— Begin Source records —
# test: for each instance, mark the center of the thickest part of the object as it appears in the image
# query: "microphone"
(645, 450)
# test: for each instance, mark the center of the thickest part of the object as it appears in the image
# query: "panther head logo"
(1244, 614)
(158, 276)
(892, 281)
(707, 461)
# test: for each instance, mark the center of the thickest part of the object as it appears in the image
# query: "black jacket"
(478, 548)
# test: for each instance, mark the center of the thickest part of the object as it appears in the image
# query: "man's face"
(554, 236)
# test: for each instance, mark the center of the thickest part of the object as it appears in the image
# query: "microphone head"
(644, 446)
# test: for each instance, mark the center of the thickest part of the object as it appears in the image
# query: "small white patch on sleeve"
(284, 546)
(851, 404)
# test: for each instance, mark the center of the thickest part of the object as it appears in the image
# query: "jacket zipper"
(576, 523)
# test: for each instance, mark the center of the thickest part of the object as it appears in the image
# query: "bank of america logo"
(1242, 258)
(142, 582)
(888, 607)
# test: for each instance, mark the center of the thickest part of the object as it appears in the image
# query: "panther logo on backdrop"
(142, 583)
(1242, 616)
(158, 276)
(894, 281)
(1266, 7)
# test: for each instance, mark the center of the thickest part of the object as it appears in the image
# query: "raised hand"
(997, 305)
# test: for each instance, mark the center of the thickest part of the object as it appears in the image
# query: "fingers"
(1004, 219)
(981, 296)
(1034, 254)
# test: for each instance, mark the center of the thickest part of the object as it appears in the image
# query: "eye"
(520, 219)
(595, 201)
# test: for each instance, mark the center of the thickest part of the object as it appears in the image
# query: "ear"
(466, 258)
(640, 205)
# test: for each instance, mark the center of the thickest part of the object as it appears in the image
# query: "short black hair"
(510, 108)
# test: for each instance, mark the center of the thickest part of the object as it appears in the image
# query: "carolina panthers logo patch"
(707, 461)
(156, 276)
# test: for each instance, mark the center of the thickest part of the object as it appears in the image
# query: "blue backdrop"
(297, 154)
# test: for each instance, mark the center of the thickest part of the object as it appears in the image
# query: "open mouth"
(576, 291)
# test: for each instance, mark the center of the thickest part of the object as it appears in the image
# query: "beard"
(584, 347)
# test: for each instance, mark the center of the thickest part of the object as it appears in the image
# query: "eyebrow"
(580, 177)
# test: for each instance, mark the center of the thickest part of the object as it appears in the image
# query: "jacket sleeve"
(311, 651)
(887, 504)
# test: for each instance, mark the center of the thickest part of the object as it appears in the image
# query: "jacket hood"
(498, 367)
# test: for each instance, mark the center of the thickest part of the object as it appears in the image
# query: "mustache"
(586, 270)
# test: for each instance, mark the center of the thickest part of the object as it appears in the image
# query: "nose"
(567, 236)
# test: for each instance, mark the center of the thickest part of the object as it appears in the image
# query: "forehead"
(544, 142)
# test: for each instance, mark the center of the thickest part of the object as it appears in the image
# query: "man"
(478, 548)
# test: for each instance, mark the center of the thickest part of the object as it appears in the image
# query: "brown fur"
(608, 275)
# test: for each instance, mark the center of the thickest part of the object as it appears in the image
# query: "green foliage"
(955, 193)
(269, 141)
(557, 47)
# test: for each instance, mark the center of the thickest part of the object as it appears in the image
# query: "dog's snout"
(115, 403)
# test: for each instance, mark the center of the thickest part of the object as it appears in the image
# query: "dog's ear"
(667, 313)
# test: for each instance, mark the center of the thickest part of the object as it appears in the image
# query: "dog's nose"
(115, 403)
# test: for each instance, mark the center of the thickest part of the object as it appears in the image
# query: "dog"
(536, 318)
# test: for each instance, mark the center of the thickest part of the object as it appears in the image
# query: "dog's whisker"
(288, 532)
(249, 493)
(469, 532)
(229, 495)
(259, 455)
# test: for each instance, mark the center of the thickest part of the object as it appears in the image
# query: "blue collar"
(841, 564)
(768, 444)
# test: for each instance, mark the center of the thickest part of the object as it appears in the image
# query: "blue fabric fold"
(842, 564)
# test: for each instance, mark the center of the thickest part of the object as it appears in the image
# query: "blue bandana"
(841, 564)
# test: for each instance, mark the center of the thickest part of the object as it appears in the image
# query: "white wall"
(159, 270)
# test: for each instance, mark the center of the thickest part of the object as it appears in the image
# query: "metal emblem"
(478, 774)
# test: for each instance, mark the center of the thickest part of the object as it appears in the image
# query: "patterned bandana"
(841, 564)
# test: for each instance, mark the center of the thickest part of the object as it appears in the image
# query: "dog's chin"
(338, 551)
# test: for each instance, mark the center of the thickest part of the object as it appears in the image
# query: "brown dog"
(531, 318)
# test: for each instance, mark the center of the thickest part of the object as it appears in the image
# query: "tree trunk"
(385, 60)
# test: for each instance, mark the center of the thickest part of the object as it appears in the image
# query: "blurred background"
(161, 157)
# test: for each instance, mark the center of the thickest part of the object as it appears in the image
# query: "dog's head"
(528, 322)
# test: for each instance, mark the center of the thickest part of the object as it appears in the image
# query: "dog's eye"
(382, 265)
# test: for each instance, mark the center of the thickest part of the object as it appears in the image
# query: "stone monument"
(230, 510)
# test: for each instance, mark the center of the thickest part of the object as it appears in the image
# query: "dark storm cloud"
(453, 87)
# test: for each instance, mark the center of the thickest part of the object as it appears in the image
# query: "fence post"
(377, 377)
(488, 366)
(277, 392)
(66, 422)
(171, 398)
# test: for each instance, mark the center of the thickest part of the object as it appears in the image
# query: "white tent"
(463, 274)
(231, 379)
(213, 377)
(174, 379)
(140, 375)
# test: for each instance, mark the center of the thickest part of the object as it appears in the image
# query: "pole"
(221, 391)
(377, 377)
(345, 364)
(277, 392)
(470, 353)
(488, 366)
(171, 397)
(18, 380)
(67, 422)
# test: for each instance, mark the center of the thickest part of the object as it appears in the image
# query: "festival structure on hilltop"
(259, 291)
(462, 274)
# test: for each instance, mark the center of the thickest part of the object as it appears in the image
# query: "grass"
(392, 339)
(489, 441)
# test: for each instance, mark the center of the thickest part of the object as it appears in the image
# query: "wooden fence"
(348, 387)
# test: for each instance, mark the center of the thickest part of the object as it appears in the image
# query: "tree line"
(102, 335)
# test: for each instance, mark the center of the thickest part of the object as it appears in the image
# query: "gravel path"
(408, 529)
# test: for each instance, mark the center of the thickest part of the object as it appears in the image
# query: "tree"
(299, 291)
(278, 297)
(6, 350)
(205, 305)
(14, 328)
— End Source records —
- **Instructions for the task**: Make an exact copy of every line in the data.

- **Response**:
# test: for each instance, mark the center of the thickest part of the object as it appears in the image
# query: "microphone"
(645, 450)
# test: for each instance, mark the center of the thickest part of the object as it appears in the image
# query: "panther head logo"
(1244, 614)
(158, 276)
(892, 281)
(707, 461)
# test: for each instance, mark the center of the thickest part of the object as it appears in the image
# query: "black jacket"
(478, 548)
# test: for each instance, mark the center of the thickest part of the object as it appears in the image
# query: "man's face"
(554, 236)
# test: for each instance, mark the center of the thickest part of the object as it appears in the image
# query: "microphone head"
(644, 446)
# test: for each instance, mark the center of the thickest part of the object as it appears in the image
# query: "small white patch on sleeve"
(284, 546)
(851, 404)
# test: for each instance, mark the center of the thickest part of the object as it appears in the image
# query: "jacket zipper"
(576, 523)
# test: for each instance, mark the center of the thickest part of the object as it appears in the image
# query: "bank of america logo"
(1242, 258)
(142, 582)
(888, 607)
# test: for each instance, mark the center of the thickest part of the object as it appears in the image
# query: "panther logo on backdrop"
(142, 583)
(1242, 616)
(158, 276)
(894, 281)
(1266, 7)
# test: for each instance, mark the center of the thickest part of the object as it appears in the image
# query: "raised hand"
(997, 305)
# test: for each instance, mark the center of the thickest part of the object as it appears in the image
# query: "fingers"
(1004, 219)
(981, 296)
(1034, 254)
# test: for each instance, mark the center of the thickest part of the object as it appears in the image
# query: "eye"
(520, 219)
(595, 201)
# test: for each instance, mark the center of the thickest part of the object as it appears in the image
# query: "ear"
(466, 258)
(640, 205)
# test: for each instance, mark the center of the thickest part of the object as it appears in the image
# query: "short black hair"
(510, 108)
# test: for each instance, mark the center of the thickest part of the object as it appears in the image
# query: "carolina panthers logo patch"
(707, 461)
(156, 276)
# test: for each instance, mark the center of the thickest part of the object as it appears in the image
# query: "blue backdrop"
(297, 154)
# test: for each instance, mark the center of the thickest part of the object as it appears in the image
# query: "open mouth"
(576, 291)
# test: for each instance, mark the center of the thickest part of the object as it appears in the image
# query: "beard"
(584, 347)
# test: for each instance, mark the center of the thickest part of the object as it appears in the image
# query: "eyebrow"
(580, 177)
# test: for each instance, mark the center of the thickest part of the object as it appears in the image
# query: "jacket sleeve"
(311, 651)
(887, 504)
# test: for each instance, mark the center of the thickest part of the object as it appears in the image
# query: "jacket hood"
(498, 367)
# test: for each instance, mark the center of the thickest part of the object as it appears in the image
# query: "mustache"
(586, 270)
# test: for each instance, mark the center of the thickest part of the object as it appears in the image
# query: "nose"
(567, 236)
# test: for each instance, mark the center of the thickest part of the object as it appears in the image
# query: "forehead"
(544, 142)
# test: for each instance, mark the center of the thickest part of the object as it appears in the image
# query: "man"
(478, 548)
# test: for each instance, mark the center of the thickest part of the object as it appears in the image
# query: "brown fur"
(608, 275)
# test: for each instance, mark the center of the thickest part of the object as it appears in the image
# query: "green foliage"
(955, 193)
(269, 141)
(557, 47)
# test: for each instance, mark the center of the thickest part of the object as it appears in the image
# query: "dog's snout"
(115, 403)
# test: for each instance, mark the center of the thickest part of the object as it appears in the image
# query: "dog's ear"
(667, 313)
# test: for each instance, mark the center of the thickest part of the object as it appears in the image
# query: "dog's nose"
(115, 403)
# test: for each instance, mark the center of the thickest part of the object as it appears in the image
# query: "dog"
(536, 318)
# test: for each instance, mark the center of the thickest part of the object as it appears in the image
# query: "dog's whisker"
(288, 532)
(249, 493)
(469, 532)
(229, 495)
(259, 455)
# test: for each instance, mark the center of the thickest part of the object as it appears in the image
# query: "blue collar"
(841, 564)
(768, 444)
# test: for each instance, mark the center of the thickest part of the object as it appears in the image
# query: "blue fabric fold"
(842, 564)
# test: for each instance, mark the center of the thickest part of the object as it appears in the image
# query: "blue bandana"
(841, 564)
# test: for each instance, mark the center of the thickest part of the object as it appears in the image
# query: "white wall"
(159, 270)
# test: for each instance, mark the center of the thickest part of the object as it appears in the image
# query: "metal emblem"
(478, 774)
# test: for each instance, mark the center of the thickest part of the object as it appears in the image
# query: "patterned bandana"
(841, 564)
# test: for each instance, mark the center of the thickest part of the object as it appears in the image
# query: "dog's chin"
(338, 551)
# test: for each instance, mark the center of the thickest part of the object as it appears in the image
# query: "brown dog"
(531, 318)
# test: for each instance, mark the center of the thickest part of the object as it appears in the image
# query: "tree trunk"
(385, 60)
# test: for each instance, mark the center of the thickest part of the object as it appears in the image
# query: "blurred background"
(161, 157)
# test: for each instance, mark the center of the thickest part of the object as it appears in the image
# query: "dog's head"
(528, 322)
# test: for each instance, mark the center of the thickest part of the object as it appears in the image
# query: "dog's eye"
(382, 265)
# test: for each instance, mark the center of the thickest part of the object as it appears in the image
# query: "stone monument"
(230, 510)
# test: for each instance, mark the center of the thickest part of the object as it appears in the image
# query: "dark storm cloud"
(453, 87)
# test: for each instance, mark the center of the thickest part of the object as it appears in the image
# query: "fence post"
(377, 377)
(488, 366)
(277, 392)
(66, 422)
(171, 398)
# test: for each instance, mark the center of the thickest part of the object as it appears in the image
# query: "white tent"
(463, 274)
(231, 379)
(213, 377)
(174, 379)
(140, 375)
# test: for each instance, mark the center of the thickest part of the object as it appears in the image
# query: "pole"
(221, 391)
(377, 377)
(345, 364)
(277, 392)
(470, 353)
(488, 366)
(171, 397)
(18, 380)
(67, 422)
# test: for each instance, mark the center of the thickest part of the object as it appears in the image
# query: "festival structure on hilltop"
(259, 291)
(462, 274)
# test: for each instance, mark the center of the thickest part of the object as it appears in the image
# query: "grass"
(392, 339)
(489, 441)
# test: for each instance, mark the center of the thickest part of the object as it appears in the image
# query: "wooden fence"
(348, 387)
# test: for each instance, mark the center of the thickest part of the object as it appears in the image
# query: "tree line"
(102, 335)
# test: for each instance, mark the center of the thickest part of the object as it appears in the image
# query: "gravel path"
(408, 529)
# test: for each instance, mark the center of the thickest part of the object as it appears in the image
# query: "tree"
(299, 291)
(278, 297)
(6, 350)
(205, 305)
(14, 328)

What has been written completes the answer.